Would you set down every entry shown below, precisely as written?

-*-

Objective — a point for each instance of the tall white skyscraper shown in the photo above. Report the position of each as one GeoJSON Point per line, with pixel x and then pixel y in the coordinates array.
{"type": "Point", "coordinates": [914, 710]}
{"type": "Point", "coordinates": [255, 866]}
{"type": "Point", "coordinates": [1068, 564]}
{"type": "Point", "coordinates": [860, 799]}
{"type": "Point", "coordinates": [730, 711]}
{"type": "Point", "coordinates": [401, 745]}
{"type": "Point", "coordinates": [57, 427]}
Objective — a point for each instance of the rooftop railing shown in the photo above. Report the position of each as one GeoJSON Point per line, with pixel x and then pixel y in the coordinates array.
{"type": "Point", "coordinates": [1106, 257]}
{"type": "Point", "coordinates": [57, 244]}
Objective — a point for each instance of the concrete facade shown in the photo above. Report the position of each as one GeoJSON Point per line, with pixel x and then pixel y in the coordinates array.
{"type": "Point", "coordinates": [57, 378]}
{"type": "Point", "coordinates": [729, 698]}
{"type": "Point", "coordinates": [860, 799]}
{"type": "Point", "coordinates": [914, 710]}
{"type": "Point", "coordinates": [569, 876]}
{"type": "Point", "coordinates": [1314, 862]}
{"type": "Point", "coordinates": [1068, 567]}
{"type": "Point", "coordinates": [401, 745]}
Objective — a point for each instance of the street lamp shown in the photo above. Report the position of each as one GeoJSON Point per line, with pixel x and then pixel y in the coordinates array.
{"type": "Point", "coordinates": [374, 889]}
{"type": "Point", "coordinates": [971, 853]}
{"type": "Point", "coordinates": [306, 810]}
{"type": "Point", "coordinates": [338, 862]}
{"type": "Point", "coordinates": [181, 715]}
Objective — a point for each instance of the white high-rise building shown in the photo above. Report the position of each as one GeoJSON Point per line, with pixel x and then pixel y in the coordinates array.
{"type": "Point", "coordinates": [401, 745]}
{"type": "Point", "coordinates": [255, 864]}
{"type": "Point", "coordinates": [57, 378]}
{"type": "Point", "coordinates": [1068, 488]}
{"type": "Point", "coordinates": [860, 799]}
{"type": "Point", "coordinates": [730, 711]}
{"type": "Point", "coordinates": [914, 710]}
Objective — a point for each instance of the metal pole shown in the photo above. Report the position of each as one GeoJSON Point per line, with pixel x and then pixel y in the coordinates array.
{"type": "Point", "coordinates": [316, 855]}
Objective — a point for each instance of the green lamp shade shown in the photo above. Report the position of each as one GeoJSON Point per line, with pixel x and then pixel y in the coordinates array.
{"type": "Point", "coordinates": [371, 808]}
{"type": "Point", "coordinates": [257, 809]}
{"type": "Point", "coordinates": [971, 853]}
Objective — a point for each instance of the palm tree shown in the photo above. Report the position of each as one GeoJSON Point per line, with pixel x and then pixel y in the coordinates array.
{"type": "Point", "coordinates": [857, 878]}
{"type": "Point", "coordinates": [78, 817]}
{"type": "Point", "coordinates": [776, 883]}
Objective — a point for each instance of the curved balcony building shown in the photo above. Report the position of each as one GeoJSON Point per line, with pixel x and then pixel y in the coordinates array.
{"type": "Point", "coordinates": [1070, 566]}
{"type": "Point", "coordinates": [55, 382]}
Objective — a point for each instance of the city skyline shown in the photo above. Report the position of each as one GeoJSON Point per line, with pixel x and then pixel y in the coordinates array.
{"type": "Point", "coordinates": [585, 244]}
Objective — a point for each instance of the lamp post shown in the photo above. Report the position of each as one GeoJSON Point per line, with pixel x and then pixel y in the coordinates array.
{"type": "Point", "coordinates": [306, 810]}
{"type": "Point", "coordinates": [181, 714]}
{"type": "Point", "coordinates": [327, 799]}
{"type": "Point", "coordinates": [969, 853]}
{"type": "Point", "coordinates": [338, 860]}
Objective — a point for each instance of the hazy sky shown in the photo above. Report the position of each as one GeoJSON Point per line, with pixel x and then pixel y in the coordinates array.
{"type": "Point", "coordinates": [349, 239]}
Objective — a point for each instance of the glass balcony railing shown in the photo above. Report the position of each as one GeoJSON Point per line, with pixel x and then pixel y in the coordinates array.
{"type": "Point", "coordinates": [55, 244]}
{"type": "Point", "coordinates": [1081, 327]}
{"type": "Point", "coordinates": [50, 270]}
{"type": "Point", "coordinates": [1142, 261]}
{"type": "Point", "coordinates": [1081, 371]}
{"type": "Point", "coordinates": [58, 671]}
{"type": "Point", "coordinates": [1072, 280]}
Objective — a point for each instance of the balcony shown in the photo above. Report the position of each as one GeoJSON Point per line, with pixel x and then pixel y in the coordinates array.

-*-

Correct response:
Objective — a point for each instance of the tall white skyscraper shown in the photo above. Report the position of each as one GeoJSON Point per line, with pixel x and then pixel y in the coordinates array.
{"type": "Point", "coordinates": [914, 710]}
{"type": "Point", "coordinates": [255, 866]}
{"type": "Point", "coordinates": [1068, 564]}
{"type": "Point", "coordinates": [860, 799]}
{"type": "Point", "coordinates": [730, 711]}
{"type": "Point", "coordinates": [401, 745]}
{"type": "Point", "coordinates": [57, 427]}
Objective — a point for each instance of the rooftop railing shown in the photo above. Report the position of each as one GeoJSON Point per line, with pixel x and then pixel y in the coordinates array.
{"type": "Point", "coordinates": [1106, 257]}
{"type": "Point", "coordinates": [57, 244]}
Objective — a point for each instance of the concrete facade shown in the photo above. Report the position of each as one GeoJSON Point per line, with pixel x and then pixel y in the coordinates array.
{"type": "Point", "coordinates": [57, 378]}
{"type": "Point", "coordinates": [729, 698]}
{"type": "Point", "coordinates": [860, 799]}
{"type": "Point", "coordinates": [914, 710]}
{"type": "Point", "coordinates": [569, 876]}
{"type": "Point", "coordinates": [1314, 862]}
{"type": "Point", "coordinates": [1068, 567]}
{"type": "Point", "coordinates": [401, 745]}
Objective — a point for each instance of the street lamp shown in the photo above. Report the position of each as one GeoJSON Point per line, with pixel x and then pixel y in the coordinates array.
{"type": "Point", "coordinates": [374, 889]}
{"type": "Point", "coordinates": [971, 853]}
{"type": "Point", "coordinates": [306, 810]}
{"type": "Point", "coordinates": [338, 862]}
{"type": "Point", "coordinates": [181, 715]}
Objective — a point for each instance of the white high-rise building shown in the photo above. Report the position of each as one GeoJSON Point per line, with pixel x and then pixel y in the coordinates array.
{"type": "Point", "coordinates": [401, 745]}
{"type": "Point", "coordinates": [255, 864]}
{"type": "Point", "coordinates": [57, 378]}
{"type": "Point", "coordinates": [1068, 488]}
{"type": "Point", "coordinates": [860, 799]}
{"type": "Point", "coordinates": [730, 711]}
{"type": "Point", "coordinates": [914, 710]}
Objective — a point for each instance of the metal pole shown in the photo above. Report the position of each as one GeoJSON Point per line, with pixel x and then pixel y in the coordinates array.
{"type": "Point", "coordinates": [316, 855]}
Objective — a point for each instance of the green lamp shade shown in the photo above. Report the position of each as one GeoJSON Point per line, with pixel x and then pixel y in the coordinates array.
{"type": "Point", "coordinates": [371, 808]}
{"type": "Point", "coordinates": [257, 809]}
{"type": "Point", "coordinates": [971, 853]}
Objective — a point for each instance of the palm tree shown in the photo above. Report the position of each as one GeoJSON Point per line, with pixel x and then pixel y in the coordinates array.
{"type": "Point", "coordinates": [857, 878]}
{"type": "Point", "coordinates": [78, 817]}
{"type": "Point", "coordinates": [776, 883]}
Objective — a point for each instance of the curved balcony building shown in the photo above. Report the position of each as one GeoJSON Point per line, with pixel x and then pixel y in the coordinates array.
{"type": "Point", "coordinates": [1070, 566]}
{"type": "Point", "coordinates": [55, 382]}
Objective — a point for each instance of the city skyline shown in the photo above. Report the position of each as one GeoJSON Point per line, with pixel x and then pixel y in the coordinates array.
{"type": "Point", "coordinates": [585, 244]}
Objective — a point for each instance of the lamp post shown in the photo above. Report the position of each as one GeoJSON Point per line, with pixel x and then pixel y in the coordinates array.
{"type": "Point", "coordinates": [306, 810]}
{"type": "Point", "coordinates": [181, 714]}
{"type": "Point", "coordinates": [327, 799]}
{"type": "Point", "coordinates": [969, 853]}
{"type": "Point", "coordinates": [338, 860]}
Objective — a point for each instance of the hazy sky shown in the photo above. Report the position of each as one GeoJSON Point per line, with pixel x and then pixel y in the coordinates array.
{"type": "Point", "coordinates": [349, 239]}
Objective — a point for each instance of the glass balcony railing shown in the photo above. Report the position of each as one GeoJSON Point per line, with pixel x and then pixel y in the coordinates array.
{"type": "Point", "coordinates": [55, 244]}
{"type": "Point", "coordinates": [1081, 327]}
{"type": "Point", "coordinates": [50, 270]}
{"type": "Point", "coordinates": [1142, 261]}
{"type": "Point", "coordinates": [1081, 371]}
{"type": "Point", "coordinates": [58, 671]}
{"type": "Point", "coordinates": [1072, 280]}
Objective — a point for each instance of the balcony shown in the photo above. Report the position of each as one GeoJSON Point per line, with pixel x and then pixel y in the coordinates array.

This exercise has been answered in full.